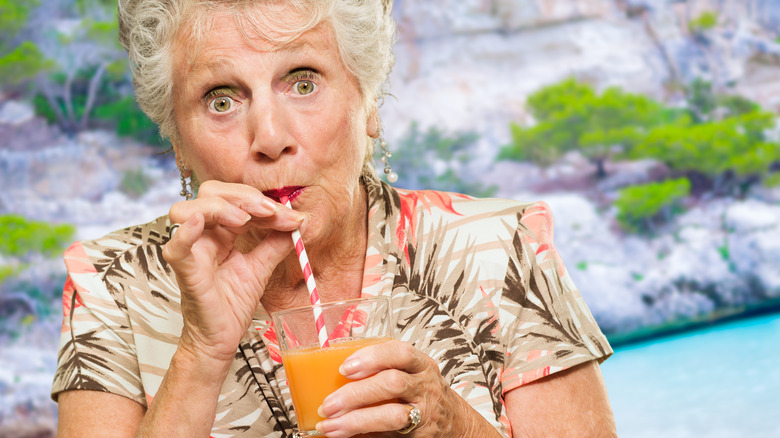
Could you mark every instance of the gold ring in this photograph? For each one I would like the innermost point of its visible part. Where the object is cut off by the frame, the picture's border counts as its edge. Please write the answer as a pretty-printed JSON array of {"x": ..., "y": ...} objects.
[
  {"x": 415, "y": 416},
  {"x": 172, "y": 230}
]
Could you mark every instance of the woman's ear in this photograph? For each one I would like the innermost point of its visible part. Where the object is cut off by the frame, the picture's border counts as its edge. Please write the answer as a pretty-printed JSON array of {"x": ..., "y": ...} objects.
[
  {"x": 180, "y": 162},
  {"x": 372, "y": 123}
]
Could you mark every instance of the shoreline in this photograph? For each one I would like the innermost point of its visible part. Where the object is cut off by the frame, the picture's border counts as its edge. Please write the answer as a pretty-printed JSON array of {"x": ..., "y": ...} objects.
[{"x": 647, "y": 334}]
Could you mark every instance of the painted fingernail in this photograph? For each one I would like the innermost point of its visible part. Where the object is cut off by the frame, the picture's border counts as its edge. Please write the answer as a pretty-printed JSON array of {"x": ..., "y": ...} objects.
[
  {"x": 349, "y": 367},
  {"x": 269, "y": 205}
]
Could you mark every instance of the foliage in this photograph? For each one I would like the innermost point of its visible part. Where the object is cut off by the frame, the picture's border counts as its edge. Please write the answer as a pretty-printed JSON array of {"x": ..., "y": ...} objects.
[
  {"x": 639, "y": 207},
  {"x": 433, "y": 160},
  {"x": 13, "y": 16},
  {"x": 704, "y": 22},
  {"x": 723, "y": 151},
  {"x": 772, "y": 180},
  {"x": 21, "y": 237},
  {"x": 135, "y": 183},
  {"x": 718, "y": 140},
  {"x": 6, "y": 271},
  {"x": 130, "y": 121},
  {"x": 571, "y": 115},
  {"x": 705, "y": 105},
  {"x": 22, "y": 63}
]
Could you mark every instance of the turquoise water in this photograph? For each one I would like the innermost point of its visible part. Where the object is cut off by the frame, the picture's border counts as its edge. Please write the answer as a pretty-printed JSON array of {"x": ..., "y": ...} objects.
[{"x": 719, "y": 382}]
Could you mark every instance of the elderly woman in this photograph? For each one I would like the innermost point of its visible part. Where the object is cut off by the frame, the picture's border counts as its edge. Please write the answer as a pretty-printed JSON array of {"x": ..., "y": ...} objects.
[{"x": 169, "y": 334}]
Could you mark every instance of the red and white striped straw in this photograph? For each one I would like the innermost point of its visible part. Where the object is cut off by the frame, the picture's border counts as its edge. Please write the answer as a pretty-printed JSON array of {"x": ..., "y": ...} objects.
[{"x": 314, "y": 297}]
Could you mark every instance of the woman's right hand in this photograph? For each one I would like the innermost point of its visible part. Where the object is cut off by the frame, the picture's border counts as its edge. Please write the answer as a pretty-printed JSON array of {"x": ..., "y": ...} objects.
[{"x": 221, "y": 285}]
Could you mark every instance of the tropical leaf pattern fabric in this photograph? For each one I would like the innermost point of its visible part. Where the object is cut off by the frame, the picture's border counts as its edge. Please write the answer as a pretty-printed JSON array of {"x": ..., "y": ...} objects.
[{"x": 475, "y": 283}]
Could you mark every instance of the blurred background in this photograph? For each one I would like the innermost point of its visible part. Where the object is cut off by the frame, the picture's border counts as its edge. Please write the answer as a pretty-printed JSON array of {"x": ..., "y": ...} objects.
[{"x": 649, "y": 126}]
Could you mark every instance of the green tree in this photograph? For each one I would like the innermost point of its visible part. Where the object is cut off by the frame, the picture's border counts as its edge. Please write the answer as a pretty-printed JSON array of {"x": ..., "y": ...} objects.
[
  {"x": 20, "y": 60},
  {"x": 434, "y": 160},
  {"x": 642, "y": 207},
  {"x": 23, "y": 237},
  {"x": 704, "y": 22},
  {"x": 571, "y": 115},
  {"x": 732, "y": 153}
]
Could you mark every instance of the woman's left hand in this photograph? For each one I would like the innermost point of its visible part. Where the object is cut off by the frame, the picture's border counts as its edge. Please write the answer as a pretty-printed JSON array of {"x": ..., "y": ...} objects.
[{"x": 387, "y": 377}]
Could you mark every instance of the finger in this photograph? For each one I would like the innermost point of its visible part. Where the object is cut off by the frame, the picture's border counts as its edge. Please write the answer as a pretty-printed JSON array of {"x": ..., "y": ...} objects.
[
  {"x": 387, "y": 355},
  {"x": 383, "y": 418},
  {"x": 387, "y": 385},
  {"x": 265, "y": 257},
  {"x": 178, "y": 250},
  {"x": 247, "y": 198},
  {"x": 215, "y": 211}
]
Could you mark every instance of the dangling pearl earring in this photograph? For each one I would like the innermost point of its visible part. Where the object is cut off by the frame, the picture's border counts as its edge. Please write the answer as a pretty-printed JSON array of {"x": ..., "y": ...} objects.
[
  {"x": 185, "y": 185},
  {"x": 391, "y": 176}
]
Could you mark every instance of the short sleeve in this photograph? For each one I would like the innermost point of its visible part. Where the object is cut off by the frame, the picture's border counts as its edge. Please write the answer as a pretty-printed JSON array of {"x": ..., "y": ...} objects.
[
  {"x": 548, "y": 327},
  {"x": 97, "y": 350}
]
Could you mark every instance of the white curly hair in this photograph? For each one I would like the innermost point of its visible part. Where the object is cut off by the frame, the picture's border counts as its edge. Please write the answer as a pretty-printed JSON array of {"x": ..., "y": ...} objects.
[{"x": 364, "y": 31}]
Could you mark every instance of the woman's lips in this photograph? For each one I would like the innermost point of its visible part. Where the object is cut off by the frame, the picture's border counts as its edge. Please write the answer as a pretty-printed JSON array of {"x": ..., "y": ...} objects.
[{"x": 291, "y": 192}]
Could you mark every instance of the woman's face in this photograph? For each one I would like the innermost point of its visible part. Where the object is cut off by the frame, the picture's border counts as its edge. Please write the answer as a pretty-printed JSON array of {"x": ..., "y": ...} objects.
[{"x": 286, "y": 120}]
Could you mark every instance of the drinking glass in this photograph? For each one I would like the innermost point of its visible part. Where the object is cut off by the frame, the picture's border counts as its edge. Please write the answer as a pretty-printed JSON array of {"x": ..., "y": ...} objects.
[{"x": 313, "y": 369}]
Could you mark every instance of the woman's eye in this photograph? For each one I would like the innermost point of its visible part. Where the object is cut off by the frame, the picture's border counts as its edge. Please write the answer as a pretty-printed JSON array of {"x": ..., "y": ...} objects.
[
  {"x": 303, "y": 87},
  {"x": 221, "y": 104}
]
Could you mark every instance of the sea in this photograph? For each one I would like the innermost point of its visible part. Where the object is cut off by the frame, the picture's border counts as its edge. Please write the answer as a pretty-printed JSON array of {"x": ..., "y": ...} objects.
[{"x": 722, "y": 381}]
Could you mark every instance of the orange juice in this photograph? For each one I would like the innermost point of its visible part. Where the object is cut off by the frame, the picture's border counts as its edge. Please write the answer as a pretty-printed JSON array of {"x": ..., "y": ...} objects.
[{"x": 313, "y": 373}]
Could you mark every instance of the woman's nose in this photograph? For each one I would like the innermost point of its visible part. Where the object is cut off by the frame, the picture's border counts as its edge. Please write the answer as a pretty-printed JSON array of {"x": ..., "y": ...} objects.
[{"x": 270, "y": 125}]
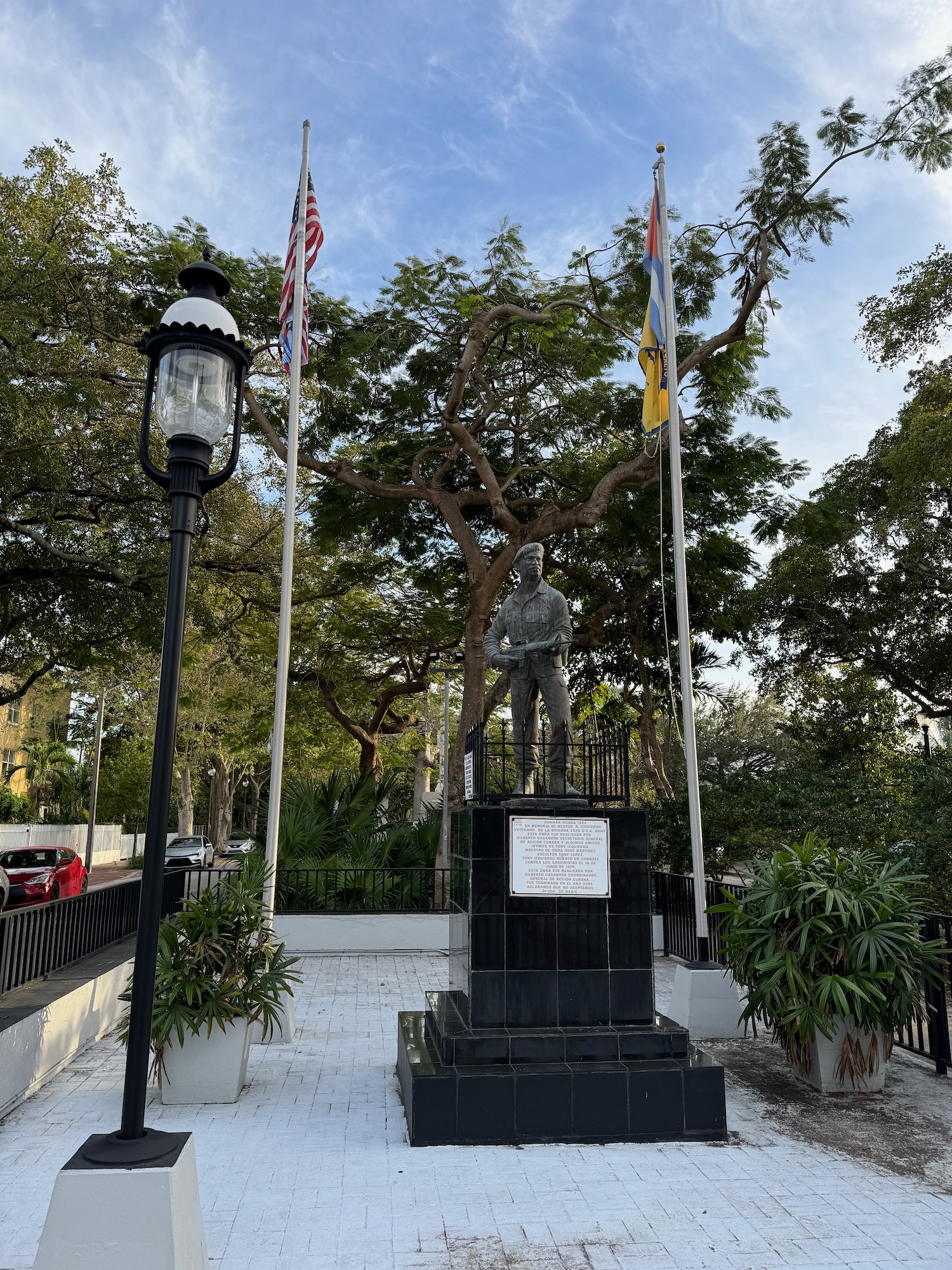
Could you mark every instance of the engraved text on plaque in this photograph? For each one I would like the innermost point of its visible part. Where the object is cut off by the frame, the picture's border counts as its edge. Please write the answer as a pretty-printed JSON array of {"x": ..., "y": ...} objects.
[{"x": 559, "y": 857}]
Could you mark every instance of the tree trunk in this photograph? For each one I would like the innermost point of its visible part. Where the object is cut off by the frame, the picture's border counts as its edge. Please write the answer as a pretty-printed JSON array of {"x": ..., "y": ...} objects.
[
  {"x": 186, "y": 802},
  {"x": 252, "y": 827},
  {"x": 652, "y": 754},
  {"x": 220, "y": 802},
  {"x": 478, "y": 620},
  {"x": 370, "y": 755}
]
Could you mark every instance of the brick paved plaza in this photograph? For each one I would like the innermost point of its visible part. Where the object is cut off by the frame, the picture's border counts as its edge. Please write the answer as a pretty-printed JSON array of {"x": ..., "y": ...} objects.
[{"x": 312, "y": 1170}]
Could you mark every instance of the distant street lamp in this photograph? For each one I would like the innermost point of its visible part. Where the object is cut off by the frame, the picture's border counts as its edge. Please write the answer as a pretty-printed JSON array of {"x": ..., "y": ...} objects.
[
  {"x": 197, "y": 369},
  {"x": 923, "y": 719}
]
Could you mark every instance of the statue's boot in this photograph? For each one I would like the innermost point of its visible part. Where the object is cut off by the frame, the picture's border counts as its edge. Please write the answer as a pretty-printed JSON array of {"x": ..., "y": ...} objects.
[{"x": 559, "y": 787}]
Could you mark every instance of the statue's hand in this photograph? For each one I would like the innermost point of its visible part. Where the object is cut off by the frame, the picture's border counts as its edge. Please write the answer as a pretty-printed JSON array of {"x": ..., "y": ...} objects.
[{"x": 505, "y": 662}]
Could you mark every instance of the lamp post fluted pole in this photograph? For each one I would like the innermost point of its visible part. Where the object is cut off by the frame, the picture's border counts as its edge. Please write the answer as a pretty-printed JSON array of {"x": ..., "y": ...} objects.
[
  {"x": 197, "y": 369},
  {"x": 185, "y": 510}
]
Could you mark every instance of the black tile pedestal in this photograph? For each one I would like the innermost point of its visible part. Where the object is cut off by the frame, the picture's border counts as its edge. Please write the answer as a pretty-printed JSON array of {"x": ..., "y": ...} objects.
[{"x": 549, "y": 1031}]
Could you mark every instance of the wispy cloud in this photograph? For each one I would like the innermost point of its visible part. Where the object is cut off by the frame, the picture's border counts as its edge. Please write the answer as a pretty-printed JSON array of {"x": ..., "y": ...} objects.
[
  {"x": 538, "y": 27},
  {"x": 161, "y": 110}
]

[Your goal]
In the listing above, find the line containing "Could you mark every instance of the statue's hand" and please quote exactly that line through the last one, and no other lines.

[Answer to the task]
Could you mark every instance of the statue's hand in this photograph? For each one I would like the innermost point of its visible part. Where the object is cut off by the frame, the picture's border counts as its edge. Please write the answer as a pretty-printed JSON array of {"x": ..., "y": ...} objects.
[{"x": 505, "y": 662}]
Could you mark every instance of the lamp post fluted pole in this photograph? For each one I would like the innermost point of its visible part. Where the object is cut off by the frame, the picture's border counts as its edge. Please write the answer as a pretty-printed JSON array of {"x": ..., "y": ...} objects.
[
  {"x": 197, "y": 369},
  {"x": 185, "y": 510}
]
Could you mark every instance of the black tile pedestal in this photograph? For each one I would like the innermost point of its visible part. Where the object is cut off by the frame, the picture's border counts as its edge. Please write the answer as a pretty-printed JSON array of {"x": ..., "y": ...} objects.
[{"x": 549, "y": 1031}]
Could you mark every instance of the wispy cloud in this photograph? For each one I would like the innermost point of its visible part. Where the object is cut off by the frame, the picture's border counts as its edge. Please write the answer as a pretty-printed JSON array of {"x": ..., "y": ...} objects.
[
  {"x": 538, "y": 27},
  {"x": 161, "y": 110}
]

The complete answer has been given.